» **PROBLEM REQUIREMENTS**
The records below must be returned in full and unaltered.

» **RECORDS FOR THE TASK**
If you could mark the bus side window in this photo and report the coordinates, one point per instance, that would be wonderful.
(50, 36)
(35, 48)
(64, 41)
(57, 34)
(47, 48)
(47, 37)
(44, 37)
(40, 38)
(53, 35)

» **EXPECTED ANSWER**
If you could mark the bus side window in this photo and report the coordinates, one point per instance, that would be wonderful.
(50, 36)
(35, 48)
(64, 41)
(57, 34)
(47, 48)
(47, 37)
(44, 37)
(40, 38)
(53, 35)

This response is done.